To do so, we’ll first create a basic heatmap and set “return_data = T”. This allows us to access the data underlying the heatmap. We can then save the data as a new object and create two new columns for the cell border width and the cell border color based on the correlation coefficients. Finally, we recreate the original heatmap and add a new “geom_tile()” layer where we specify our new cell border width and color.

### Create a basic plot
p_basic <- ggcorrhm(Soils_continuous, 
                    layout = "bottomright", 
                    include_diag = F,
                    return_data = T)  # return the underlying data

### Create two new columns for the cell border width and color
p_data <- p_basic$plot_data %>% 
  mutate(border_width = if_else(abs(value) < 0.8, 0, 1),  # thicker cell border if |r| > 0.8
         border_color = if_else(abs(value) < 0.8, NA, "red"))  # red cell border if |r| > 0.8

### Add a new geom_tile() layer to the original plot
ggcorrhm(Soils_continuous, 
         layout = "bottomright", 
         include_diag = F,
         p_values = T) + 
  geom_tile(data = p_data,
            aes(x = col, y = row),
            fill = NA,
            linewidth = p_data$border_width,  # new cell border width 
            color = p_data$border_color)  # new cell border color

(4) Cluster the variables and annotate the heatmap

There are two more things we can do to make the heatmap look even fancier: (1) clustering the variables with a dendrogram and (2) annotating the plot.

(Region labeling items)
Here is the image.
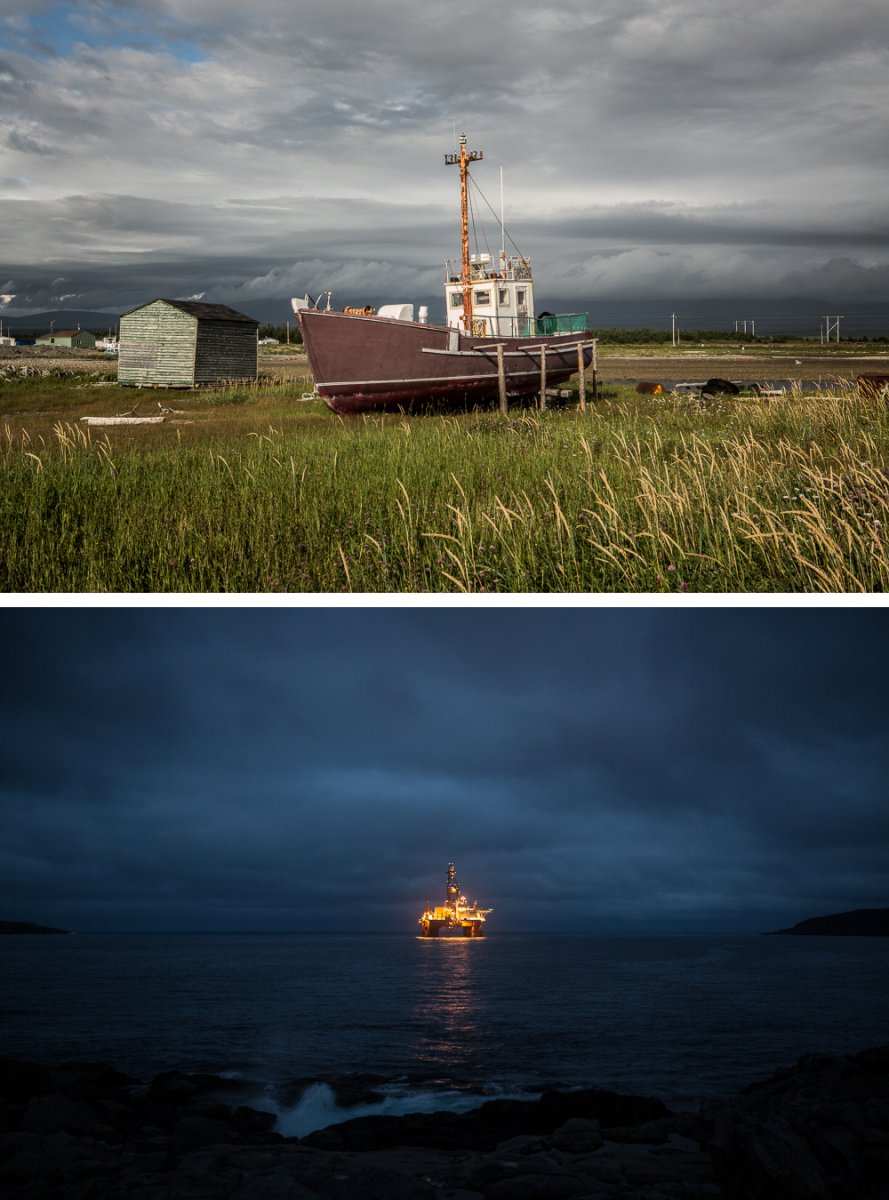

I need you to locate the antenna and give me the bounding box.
[500,167,506,263]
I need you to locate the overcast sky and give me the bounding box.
[0,608,889,932]
[0,0,889,332]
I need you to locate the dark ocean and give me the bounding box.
[0,934,889,1134]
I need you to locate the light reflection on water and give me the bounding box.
[413,937,485,1070]
[0,932,889,1103]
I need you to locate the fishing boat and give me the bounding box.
[292,133,595,414]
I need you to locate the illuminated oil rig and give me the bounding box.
[420,863,493,937]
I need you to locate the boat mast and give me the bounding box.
[445,133,485,334]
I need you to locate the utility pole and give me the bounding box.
[824,317,843,342]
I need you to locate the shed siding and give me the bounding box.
[194,320,253,383]
[118,300,198,388]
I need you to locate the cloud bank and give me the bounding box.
[0,0,889,324]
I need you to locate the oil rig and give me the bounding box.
[420,863,493,937]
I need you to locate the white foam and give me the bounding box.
[277,1084,534,1138]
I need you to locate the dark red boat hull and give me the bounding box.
[299,308,593,414]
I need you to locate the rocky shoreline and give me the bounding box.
[0,1046,889,1200]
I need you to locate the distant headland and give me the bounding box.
[0,920,71,934]
[770,908,889,937]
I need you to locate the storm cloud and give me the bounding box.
[0,0,889,314]
[0,608,889,931]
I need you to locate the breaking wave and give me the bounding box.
[273,1082,535,1138]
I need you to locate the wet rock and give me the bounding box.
[173,1116,236,1154]
[709,1048,889,1200]
[549,1117,603,1154]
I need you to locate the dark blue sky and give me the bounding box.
[0,608,889,932]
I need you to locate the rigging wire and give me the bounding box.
[468,175,524,258]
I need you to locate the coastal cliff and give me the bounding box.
[0,920,71,934]
[773,908,889,937]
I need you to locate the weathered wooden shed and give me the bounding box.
[118,300,259,388]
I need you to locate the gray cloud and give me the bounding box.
[0,0,889,319]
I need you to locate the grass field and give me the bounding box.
[0,364,889,593]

Exercises to complete:
a. Answer these questions about the heatmap tutorial:
(i) Which argument setting gives access to the data underlying the basic heatmap?
(ii) What color does the code assign to the highlighted borders?
(iii) What two things does the heatmap tutorial say can make the heatmap look even fancier?
b. Repeat the part of the heatmap tutorial starting at "There are two" and ending at "annotating the plot.".

Answers for this exercise:
a.
(i) return_data = T
(ii) Red
(iii) Clustering the variables with a dendrogram, and annotating the plot

b.
There are two more things we can do to make the heatmap look even fancier: (1) clustering the variables with a dendrogram and (2) annotating the plot.